#### [Exercise task]
Can you set out all of the lines below as a numbered list, leaving out any blank lines?

--- Start of Extracted data ---

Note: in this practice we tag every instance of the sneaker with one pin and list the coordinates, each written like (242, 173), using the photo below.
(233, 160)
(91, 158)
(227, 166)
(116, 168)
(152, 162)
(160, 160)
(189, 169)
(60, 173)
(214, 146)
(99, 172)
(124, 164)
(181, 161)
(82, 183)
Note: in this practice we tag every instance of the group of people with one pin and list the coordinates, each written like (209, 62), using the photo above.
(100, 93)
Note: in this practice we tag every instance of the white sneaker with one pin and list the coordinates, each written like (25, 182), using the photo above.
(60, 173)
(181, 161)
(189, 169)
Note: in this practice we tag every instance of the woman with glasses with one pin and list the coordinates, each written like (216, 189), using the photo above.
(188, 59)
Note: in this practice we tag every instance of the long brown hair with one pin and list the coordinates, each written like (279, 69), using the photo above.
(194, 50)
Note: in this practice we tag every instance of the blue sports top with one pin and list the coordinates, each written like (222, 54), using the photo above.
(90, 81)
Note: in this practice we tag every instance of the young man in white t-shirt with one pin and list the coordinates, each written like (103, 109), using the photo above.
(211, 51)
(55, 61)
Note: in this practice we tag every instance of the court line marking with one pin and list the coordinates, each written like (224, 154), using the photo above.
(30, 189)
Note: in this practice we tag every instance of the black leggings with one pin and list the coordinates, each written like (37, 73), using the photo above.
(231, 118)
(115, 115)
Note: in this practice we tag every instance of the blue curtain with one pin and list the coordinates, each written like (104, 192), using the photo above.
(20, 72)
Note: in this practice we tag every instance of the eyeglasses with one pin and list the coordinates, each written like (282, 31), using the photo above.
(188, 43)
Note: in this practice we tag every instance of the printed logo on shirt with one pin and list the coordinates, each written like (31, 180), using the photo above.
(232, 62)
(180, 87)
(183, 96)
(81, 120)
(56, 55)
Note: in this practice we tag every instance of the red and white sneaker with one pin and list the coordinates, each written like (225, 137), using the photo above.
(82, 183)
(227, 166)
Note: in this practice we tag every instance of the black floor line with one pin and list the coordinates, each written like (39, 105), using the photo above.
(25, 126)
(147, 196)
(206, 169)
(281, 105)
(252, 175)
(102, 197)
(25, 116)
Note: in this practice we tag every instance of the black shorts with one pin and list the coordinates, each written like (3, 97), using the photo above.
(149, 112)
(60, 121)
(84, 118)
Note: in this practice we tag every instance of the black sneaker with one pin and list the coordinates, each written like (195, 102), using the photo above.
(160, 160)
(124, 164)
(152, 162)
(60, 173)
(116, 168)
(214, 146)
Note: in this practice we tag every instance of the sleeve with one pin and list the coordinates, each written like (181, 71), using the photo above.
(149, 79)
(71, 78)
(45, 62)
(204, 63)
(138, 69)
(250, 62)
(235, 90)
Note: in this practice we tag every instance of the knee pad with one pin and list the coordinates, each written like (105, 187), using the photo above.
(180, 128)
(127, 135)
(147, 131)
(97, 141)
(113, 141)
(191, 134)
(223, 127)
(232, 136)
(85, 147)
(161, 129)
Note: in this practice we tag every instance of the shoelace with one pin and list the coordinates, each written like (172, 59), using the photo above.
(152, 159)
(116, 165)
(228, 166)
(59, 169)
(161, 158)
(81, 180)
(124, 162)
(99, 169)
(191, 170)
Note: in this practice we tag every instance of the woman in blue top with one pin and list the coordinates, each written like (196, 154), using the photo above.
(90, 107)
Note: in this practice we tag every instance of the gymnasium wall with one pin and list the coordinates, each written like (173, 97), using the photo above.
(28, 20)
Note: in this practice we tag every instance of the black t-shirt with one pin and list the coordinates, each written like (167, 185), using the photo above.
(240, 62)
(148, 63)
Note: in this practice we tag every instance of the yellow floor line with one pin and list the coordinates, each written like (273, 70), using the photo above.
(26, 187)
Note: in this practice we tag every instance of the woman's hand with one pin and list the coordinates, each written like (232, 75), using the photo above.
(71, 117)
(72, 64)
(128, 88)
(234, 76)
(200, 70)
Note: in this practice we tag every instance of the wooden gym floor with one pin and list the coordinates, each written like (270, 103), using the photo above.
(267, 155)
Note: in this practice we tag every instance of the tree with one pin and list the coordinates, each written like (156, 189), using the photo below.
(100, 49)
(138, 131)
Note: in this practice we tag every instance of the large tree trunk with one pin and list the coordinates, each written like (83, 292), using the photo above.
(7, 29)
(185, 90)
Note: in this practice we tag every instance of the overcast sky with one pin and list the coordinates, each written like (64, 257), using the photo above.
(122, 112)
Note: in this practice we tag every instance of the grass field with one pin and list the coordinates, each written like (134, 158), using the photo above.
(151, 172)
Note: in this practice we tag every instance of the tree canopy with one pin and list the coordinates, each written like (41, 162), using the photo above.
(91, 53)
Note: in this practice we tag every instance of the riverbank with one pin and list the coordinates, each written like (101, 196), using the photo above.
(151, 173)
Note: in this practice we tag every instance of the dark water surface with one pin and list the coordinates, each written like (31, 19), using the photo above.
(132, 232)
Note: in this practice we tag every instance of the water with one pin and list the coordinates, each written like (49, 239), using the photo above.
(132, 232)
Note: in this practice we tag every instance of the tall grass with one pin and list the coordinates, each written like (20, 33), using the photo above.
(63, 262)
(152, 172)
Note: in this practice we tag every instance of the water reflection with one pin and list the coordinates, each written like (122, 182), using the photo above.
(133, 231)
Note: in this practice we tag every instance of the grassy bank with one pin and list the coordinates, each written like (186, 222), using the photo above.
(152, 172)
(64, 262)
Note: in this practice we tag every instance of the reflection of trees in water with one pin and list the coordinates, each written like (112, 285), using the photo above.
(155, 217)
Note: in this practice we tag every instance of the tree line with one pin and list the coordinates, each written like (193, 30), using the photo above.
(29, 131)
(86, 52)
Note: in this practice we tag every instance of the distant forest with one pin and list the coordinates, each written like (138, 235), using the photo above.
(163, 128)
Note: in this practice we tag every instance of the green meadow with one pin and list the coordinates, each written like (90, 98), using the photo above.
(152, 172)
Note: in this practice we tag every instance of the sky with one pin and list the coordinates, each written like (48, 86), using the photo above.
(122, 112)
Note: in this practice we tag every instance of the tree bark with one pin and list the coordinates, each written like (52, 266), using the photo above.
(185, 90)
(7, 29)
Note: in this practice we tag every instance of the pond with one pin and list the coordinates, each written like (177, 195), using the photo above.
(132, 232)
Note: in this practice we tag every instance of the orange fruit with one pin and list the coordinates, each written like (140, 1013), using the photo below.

--- End of Extracted data ---

#### [Problem solution]
1. Note: in this practice we tag every instance of the sneaker with one pin and list the coordinates, each written like (242, 173), using the photo below.
2. (233, 160)
3. (91, 158)
4. (227, 166)
5. (116, 168)
6. (152, 162)
7. (160, 160)
8. (189, 169)
9. (60, 173)
10. (214, 146)
11. (99, 172)
12. (124, 164)
13. (181, 161)
14. (82, 183)
15. Note: in this practice we tag every instance of the group of people with one pin and list the coordinates, each written like (209, 62), using the photo above.
16. (100, 93)
17. Note: in this practice we tag every instance of the white sneaker with one pin and list the coordinates, each written like (25, 182), using the photo above.
18. (60, 173)
19. (181, 161)
20. (189, 169)
21. Note: in this practice we tag every instance of the woman with glasses with one pin and list the coordinates, each written like (216, 189), using the photo above.
22. (188, 59)
23. Note: in this practice we tag every instance of the long brown hair with one pin and list the coordinates, each written like (279, 69), using the photo above.
24. (194, 50)
25. Note: in this practice we tag every instance of the blue sports top with one pin and list the coordinates, each written like (222, 54), using the photo above.
26. (90, 81)
27. Note: in this practice we tag every instance of the young man in white t-shirt with one pin and list the coordinates, each written like (103, 109), using the photo above.
28. (211, 51)
29. (55, 61)
30. Note: in this practice we tag every instance of the court line marking with one pin and list the coordinates, each written like (224, 154), using the photo above.
31. (30, 189)
32. Note: in this practice we tag every instance of the black leggings with one pin and list the coordinates, each written like (37, 73), using the photo above.
33. (231, 118)
34. (115, 115)
35. Note: in this practice we tag every instance of the blue curtain with one pin and list the coordinates, each written like (104, 192), using the photo above.
36. (20, 72)
37. Note: in this practice we tag every instance of the eyeglasses with one pin and list the coordinates, each written like (282, 31), using the photo above.
38. (188, 43)
39. Note: in this practice we tag every instance of the printed logo on shirt with one pin and list the coordinates, each written like (31, 180), using the photo above.
40. (232, 62)
41. (180, 87)
42. (183, 96)
43. (81, 120)
44. (56, 55)
45. Note: in this practice we tag every instance of the red and white sneaker with one pin and list the coordinates, each written like (225, 137), using the photo above.
46. (82, 183)
47. (227, 166)
48. Note: in this practice we tag every instance of the black floor line with one pin and list the coordinates, each written like (39, 105), using the photo above.
49. (25, 126)
50. (147, 196)
51. (206, 169)
52. (281, 105)
53. (252, 175)
54. (102, 197)
55. (25, 116)
56. Note: in this practice we tag every instance of the black shorts with one pin and list the coordinates, each written like (3, 97), using the photo above.
57. (149, 112)
58. (60, 121)
59. (84, 118)
60. Note: in this practice we tag every instance of the black sneaker with one pin and list the coordinates, each written like (195, 102), using the photo above.
61. (160, 160)
62. (124, 164)
63. (152, 162)
64. (60, 173)
65. (116, 168)
66. (214, 146)
67. Note: in this practice we tag every instance of the sleeve with one pin and list the coordinates, each written like (181, 71), using the photo above.
68. (149, 79)
69. (71, 78)
70. (45, 62)
71. (204, 63)
72. (138, 69)
73. (250, 62)
74. (235, 90)
75. Note: in this practice we tag every instance of the knee pad with one pin and list the coordinates, each written like (105, 187), using the photo above.
76. (180, 128)
77. (127, 135)
78. (147, 131)
79. (97, 141)
80. (113, 141)
81. (191, 134)
82. (223, 127)
83. (232, 136)
84. (85, 147)
85. (161, 129)
86. Note: in this practice we tag every instance of the shoelace with one pin and list the coordinates, each written like (172, 59), using the photo above.
87. (152, 159)
88. (116, 165)
89. (228, 166)
90. (59, 169)
91. (161, 158)
92. (81, 180)
93. (124, 162)
94. (99, 169)
95. (191, 170)
96. Note: in this practice we tag every instance of the woman in blue top with one pin and list the coordinates, each written like (196, 154), using the photo above.
97. (90, 107)
98. Note: in this practice we tag every instance of the gymnasium wall with one pin and list the coordinates, each written like (173, 97), using the photo above.
99. (28, 20)
100. Note: in this practice we tag every instance of the black t-shirt with one pin and list the coordinates, each written like (167, 185), using the photo above.
101. (240, 62)
102. (148, 63)
103. Note: in this practice we tag every instance of the yellow floor line with one pin and list the coordinates, each written like (273, 70), using the photo above.
104. (26, 187)
105. Note: in this practice we tag every instance of the woman's hand with one pin and list the coordinates, each written like (232, 75), using the photo above.
106. (71, 117)
107. (72, 64)
108. (128, 88)
109. (234, 76)
110. (200, 70)
111. Note: in this practice we tag every instance of the wooden gym floor with one pin and list the coordinates, each written like (270, 103), using the photo above.
112. (267, 155)
113. Note: in this practice we tag every instance of the tree with one pin and list the coordinates, each written like (156, 189), using the photo below.
114. (100, 49)
115. (138, 131)
116. Note: in this practice we tag every instance of the large tree trunk with one pin and list the coordinates, each written like (83, 292), using the photo above.
117. (7, 29)
118. (185, 90)
119. Note: in this practice we tag every instance of the overcast sky with one pin and list the coordinates, each written like (64, 257), using the photo above.
120. (122, 112)
121. Note: in this practice we tag every instance of the grass field with one pin and list the coordinates, each written like (134, 158), using the photo above.
122. (151, 172)
123. Note: in this practice we tag every instance of the tree canopy with one pin and list the coordinates, each written like (41, 162), using the photo above.
124. (91, 53)
125. Note: in this practice we tag every instance of the riverbank with one pin and list the coordinates, each written like (101, 196), using the photo above.
126. (151, 173)
127. Note: in this practice we tag every instance of the dark water surface with one pin and list the coordinates, each written like (31, 19), using the photo above.
128. (132, 232)
129. Note: in this practice we tag every instance of the water with one pin and list the coordinates, each written like (49, 239), using the photo above.
130. (132, 232)
131. Note: in this practice we tag every instance of the tall grass with one pin and list the coordinates, each written like (20, 33), using the photo above.
132. (63, 262)
133. (152, 172)
134. Note: in this practice we tag every instance of the water reflection with one pin and list the coordinates, each written like (122, 182), using the photo above.
135. (133, 231)
136. Note: in this practice we tag every instance of the grassy bank with one pin and list the coordinates, each written like (186, 222), using the photo above.
137. (152, 172)
138. (64, 262)
139. Note: in this practice we tag every instance of the reflection of trees in water with one pin and list the coordinates, each written like (112, 285), using the photo above.
140. (155, 217)
141. Note: in this practice we tag every instance of the tree line with one pin and list the coordinates, each written like (193, 30), using the photo above.
142. (29, 131)
143. (86, 52)
144. Note: in this practice we tag every instance of the distant forest with one pin and list the coordinates, each written like (138, 235), using the photo above.
145. (163, 128)
146. Note: in this practice we tag every instance of the green meadow with one pin and list the coordinates, each written like (90, 98), using the photo above.
147. (152, 172)
148. Note: in this practice we tag every instance of the sky with one pin and list the coordinates, each written like (48, 86), using the photo above.
149. (122, 112)
150. Note: in this practice we tag every instance of the tree bark with one pin and list the coordinates, each written like (52, 266), using the photo above.
151. (185, 90)
152. (7, 29)
153. Note: in this practice we tag every instance of the pond with one pin and list the coordinates, each written like (177, 195), using the photo above.
154. (132, 232)
155. Note: in this practice we tag every instance of the orange fruit with one pin and list the coordinates, each written like (140, 1013), using the photo below.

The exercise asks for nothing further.